▶ Entries supplied
---------------
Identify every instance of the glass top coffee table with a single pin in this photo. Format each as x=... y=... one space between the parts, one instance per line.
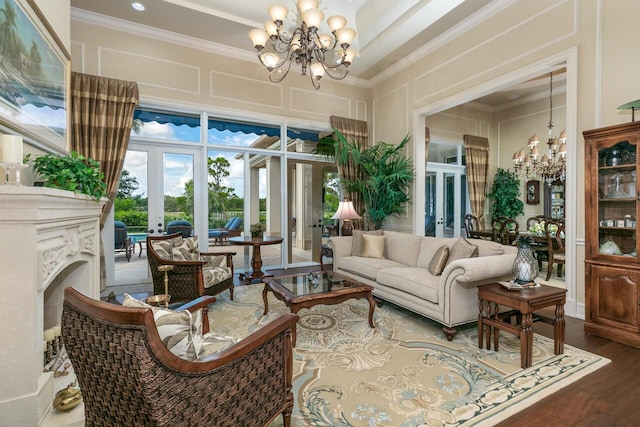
x=300 y=291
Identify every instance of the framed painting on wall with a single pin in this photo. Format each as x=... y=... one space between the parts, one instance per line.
x=533 y=192
x=34 y=76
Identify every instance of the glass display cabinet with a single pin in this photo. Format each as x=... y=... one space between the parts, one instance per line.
x=554 y=200
x=612 y=266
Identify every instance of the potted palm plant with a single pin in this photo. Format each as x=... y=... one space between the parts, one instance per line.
x=74 y=172
x=505 y=193
x=385 y=175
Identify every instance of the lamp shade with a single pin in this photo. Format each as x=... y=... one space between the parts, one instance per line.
x=346 y=211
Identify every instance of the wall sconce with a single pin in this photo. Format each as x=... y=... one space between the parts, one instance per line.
x=12 y=158
x=346 y=212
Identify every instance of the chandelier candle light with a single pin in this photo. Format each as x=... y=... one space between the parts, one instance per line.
x=551 y=167
x=320 y=53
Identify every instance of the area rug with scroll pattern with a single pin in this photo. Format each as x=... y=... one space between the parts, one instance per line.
x=403 y=372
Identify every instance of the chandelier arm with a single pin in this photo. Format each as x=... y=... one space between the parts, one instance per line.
x=279 y=69
x=305 y=45
x=342 y=75
x=278 y=64
x=315 y=81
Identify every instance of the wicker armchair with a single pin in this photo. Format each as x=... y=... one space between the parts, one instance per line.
x=186 y=280
x=128 y=377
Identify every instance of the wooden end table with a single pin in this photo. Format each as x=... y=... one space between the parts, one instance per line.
x=256 y=258
x=524 y=302
x=297 y=293
x=325 y=251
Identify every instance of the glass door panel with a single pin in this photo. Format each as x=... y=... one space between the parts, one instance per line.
x=178 y=198
x=312 y=200
x=446 y=200
x=130 y=207
x=158 y=185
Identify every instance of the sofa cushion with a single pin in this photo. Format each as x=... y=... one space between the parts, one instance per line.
x=365 y=267
x=180 y=331
x=462 y=249
x=416 y=281
x=439 y=260
x=402 y=247
x=186 y=250
x=372 y=246
x=489 y=248
x=356 y=241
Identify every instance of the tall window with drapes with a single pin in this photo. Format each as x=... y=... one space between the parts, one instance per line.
x=101 y=119
x=355 y=131
x=477 y=162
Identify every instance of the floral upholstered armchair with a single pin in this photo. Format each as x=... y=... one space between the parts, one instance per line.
x=193 y=273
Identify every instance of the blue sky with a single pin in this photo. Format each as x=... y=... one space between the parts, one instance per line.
x=179 y=167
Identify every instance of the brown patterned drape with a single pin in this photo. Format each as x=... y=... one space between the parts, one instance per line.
x=477 y=162
x=355 y=131
x=101 y=118
x=427 y=140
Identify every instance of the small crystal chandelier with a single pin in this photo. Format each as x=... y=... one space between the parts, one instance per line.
x=551 y=167
x=319 y=52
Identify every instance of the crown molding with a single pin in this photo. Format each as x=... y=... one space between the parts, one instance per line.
x=446 y=37
x=158 y=34
x=129 y=27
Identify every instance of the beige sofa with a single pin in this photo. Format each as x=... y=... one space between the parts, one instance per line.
x=403 y=276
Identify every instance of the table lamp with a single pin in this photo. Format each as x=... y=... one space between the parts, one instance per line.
x=346 y=212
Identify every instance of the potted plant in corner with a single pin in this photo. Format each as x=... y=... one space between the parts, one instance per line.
x=384 y=178
x=74 y=172
x=505 y=193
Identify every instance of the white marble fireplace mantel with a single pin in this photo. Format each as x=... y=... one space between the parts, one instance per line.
x=49 y=239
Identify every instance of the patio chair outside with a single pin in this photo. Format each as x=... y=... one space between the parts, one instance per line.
x=230 y=229
x=180 y=226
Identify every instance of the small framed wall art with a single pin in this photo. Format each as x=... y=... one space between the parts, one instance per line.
x=533 y=192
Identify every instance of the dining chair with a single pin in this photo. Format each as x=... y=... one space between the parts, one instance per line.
x=510 y=231
x=554 y=230
x=496 y=226
x=540 y=250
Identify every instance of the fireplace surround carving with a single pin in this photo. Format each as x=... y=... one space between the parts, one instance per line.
x=49 y=239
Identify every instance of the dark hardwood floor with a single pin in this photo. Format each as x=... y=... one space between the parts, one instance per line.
x=606 y=397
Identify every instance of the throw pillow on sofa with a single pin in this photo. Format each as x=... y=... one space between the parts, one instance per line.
x=356 y=243
x=462 y=249
x=187 y=250
x=439 y=260
x=372 y=246
x=180 y=331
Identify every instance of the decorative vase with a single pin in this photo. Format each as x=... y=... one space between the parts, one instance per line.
x=525 y=266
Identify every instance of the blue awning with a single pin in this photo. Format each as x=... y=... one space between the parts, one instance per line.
x=219 y=124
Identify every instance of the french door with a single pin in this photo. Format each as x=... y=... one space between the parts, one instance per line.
x=161 y=183
x=445 y=199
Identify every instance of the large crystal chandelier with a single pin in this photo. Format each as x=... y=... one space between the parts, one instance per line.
x=320 y=53
x=550 y=167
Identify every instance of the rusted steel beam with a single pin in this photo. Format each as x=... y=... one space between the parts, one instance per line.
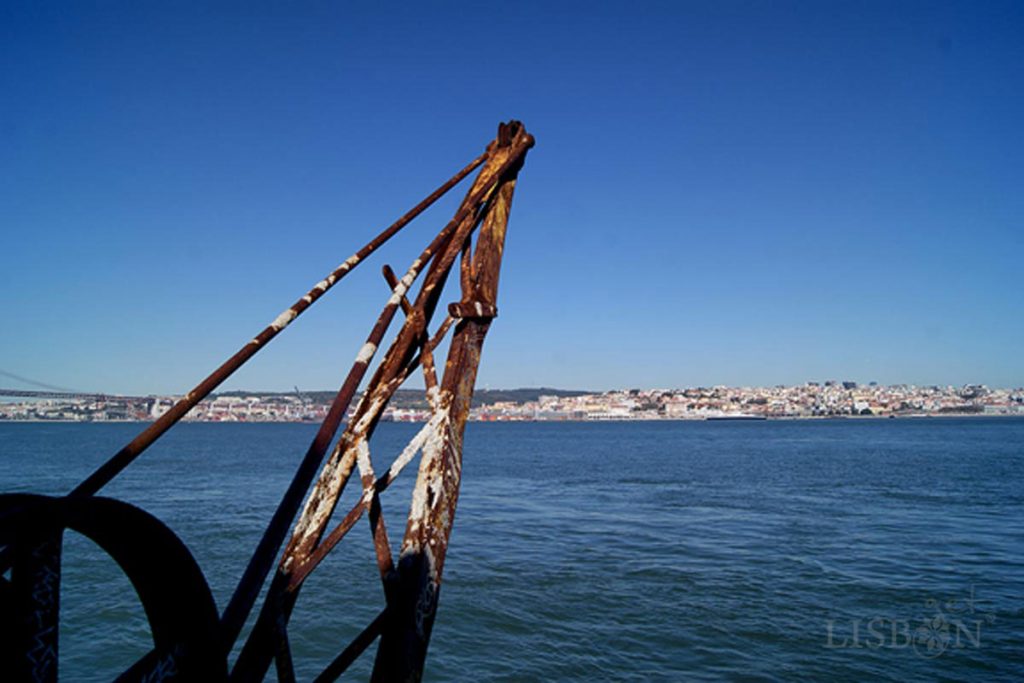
---------------
▶ Assignment
For this exercise, output the records exactly but omit their pictures.

▶ Solved problem
Identify every instance of the glass top coffee table with a single pin in this photo. Format each as x=... y=... one space between the parts, one instance per line.
x=300 y=291
Identify every instance of the framed painting on wall with a single pin in this photo. Format each as x=... y=... one space between the parts, one instance per line.
x=533 y=192
x=34 y=76
Identify every instance of the glass display cabinet with a single pin in this photo. Format each as x=... y=... one space between the parts, one instance per line.
x=554 y=200
x=612 y=266
Identify every instance of the potted palm plant with a single pin in this photo. Format each as x=... y=... one space between the parts, one instance per line.
x=74 y=172
x=505 y=193
x=385 y=175
Identify every instance of the lamp shade with a single pin in this photo. Format each as x=... y=... one space between the parts, one instance per line.
x=346 y=211
Identify every instance of the wall sconce with a single pin in this photo. Format each as x=... y=... one space between the parts, one instance per line.
x=12 y=158
x=346 y=212
Identify every instance of the chandelier candle light with a single pin in this photo. Format each as x=... y=... one space between the parts, one instance per line.
x=551 y=167
x=320 y=53
Identify every instance of the area rug with scroll pattern with a single pin in this photo. Format each as x=... y=... one space between the parts, one instance per line.
x=403 y=372
Identify every instance of the chandelier arm with a single pin in this photo. Format each as x=... y=... one space between the parts, one instance per line.
x=279 y=69
x=305 y=45
x=342 y=75
x=278 y=64
x=315 y=81
Identify every instance of the wicker armchair with a single pin in this photo. Format each as x=... y=... one space between the parts, one instance per line.
x=186 y=280
x=128 y=377
Identify every instance of the wooden end table with a single pin in this photo. Format each as x=... y=... one space between the parts, one instance per line.
x=256 y=258
x=524 y=302
x=297 y=293
x=325 y=251
Identify every instance of the glass door panel with a single pin in this photo. Format each as x=... y=... one space between the parts, one instance per line.
x=178 y=198
x=312 y=200
x=446 y=200
x=130 y=207
x=158 y=185
Identify every instance of the sofa cushion with a single pin in this photo. Format each as x=... y=... one space between the parts, one instance per line.
x=365 y=267
x=180 y=331
x=462 y=249
x=416 y=281
x=439 y=260
x=402 y=247
x=186 y=250
x=372 y=246
x=489 y=248
x=356 y=241
Identify every instance of the tall window with drapes with a single pin in this photo. Format each as x=... y=... one space between the parts, one instance per line.
x=101 y=119
x=355 y=131
x=477 y=162
Identify every instance of the floral upholstered armchair with a single pin in this photo. Format each as x=... y=... one space between the parts, one instance per line.
x=193 y=273
Identify every instance of the blue sky with a single pin in this photo. Format each as x=... y=... one space between the parts, one instance per line.
x=179 y=167
Identify every instance of the brown patterned drape with a single pin in this photo. Format each as x=... y=... one space between the parts, one instance per line.
x=477 y=162
x=355 y=131
x=101 y=118
x=427 y=140
Identify every instance of the small crystal chandelier with a single pin in this photo. Format each as x=... y=... one space between the parts, one instance per line.
x=551 y=167
x=319 y=52
Identify every instance of the crown molding with a single pin in this photo. Format each as x=... y=... one space between the parts, one instance per line.
x=446 y=37
x=158 y=34
x=129 y=27
Identify every instance of the beige sofa with a single pin in this photo. Format each as x=... y=... one space between the parts, one instance per line.
x=403 y=276
Identify every instance of the table lamp with a single pin in this photo. Format each as x=... y=... one space between the parts, one instance per line.
x=346 y=212
Identify every instance of the potted plant in corner with a single pin in this photo. Format each as x=... y=... one space between the parts, one instance per line.
x=384 y=178
x=74 y=172
x=505 y=193
Identify every instance of the white marble fireplace mantel with a single pin in this photo. Format each as x=... y=... one space between the parts, one instance per line.
x=49 y=239
Identify every instance of the patio chair outside with a single pin in this photo. Format each as x=... y=... one space between the parts, one instance per line.
x=230 y=229
x=180 y=226
Identify every instance of the small framed wall art with a single pin in this photo. Format each as x=... y=... one space between the parts, one instance per line.
x=533 y=192
Identify every instance of the dining chair with a single pin in this photo. Format each as x=... y=... one space between the parts, one instance per line.
x=510 y=231
x=554 y=230
x=496 y=226
x=540 y=250
Identify every instance of the fireplace surround carving with a single pin in this photo. Format each as x=... y=... one space between the parts, one instance per line.
x=49 y=239
Identify every instance of the dark hardwood floor with a single pin in this photo. Format each as x=... y=... one space between the parts, one instance per line.
x=606 y=397
Identify every instance of the throw pillow on sofa with a single pin in this photo. Format each as x=... y=... one space between the parts, one instance per line.
x=356 y=243
x=462 y=249
x=187 y=250
x=439 y=260
x=372 y=246
x=180 y=331
Identify every instance of the decorative vase with a single pin in this photo. Format each as x=... y=... one space between the parts, one instance per line.
x=525 y=266
Identify every instance of the blue awning with a single pin in this photo. Format each as x=... y=... one space between the parts, one instance per line.
x=219 y=124
Identify every instance of the french door with a single pin in this photo. Format each as x=... y=... one space between the parts, one instance per line.
x=161 y=183
x=445 y=199
Identify every instance of the large crystal chandelier with a single pin in this photo. Format each as x=... y=... one space between the parts, one instance per line.
x=320 y=53
x=550 y=167
Identify every instance of the rusted steel beam with a single pin in this photo. Format each as x=... y=... one space between the parts, one instance per line.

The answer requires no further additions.